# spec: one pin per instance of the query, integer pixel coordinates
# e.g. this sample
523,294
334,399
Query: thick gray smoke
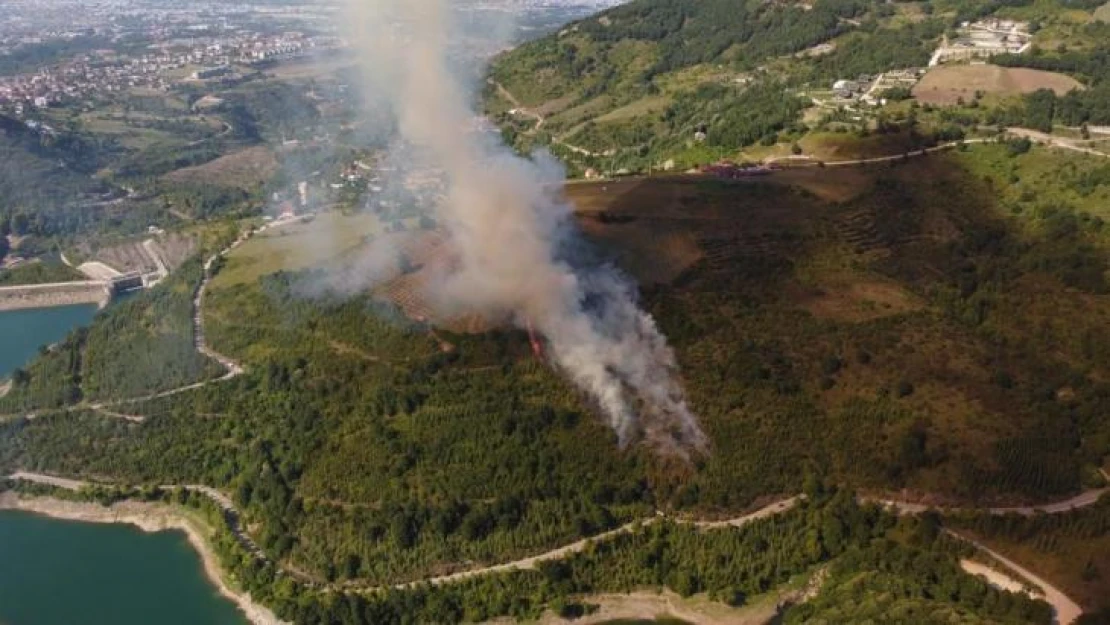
+ + + +
▶ **PROBLEM**
The data must be reproduced exactly, and no picture may appear in the copy.

▶ **THE ANSWER**
# spec: one pin per instance of the query, integer pixel coordinates
# e.g. this sample
523,294
334,399
Query: thick gray smoke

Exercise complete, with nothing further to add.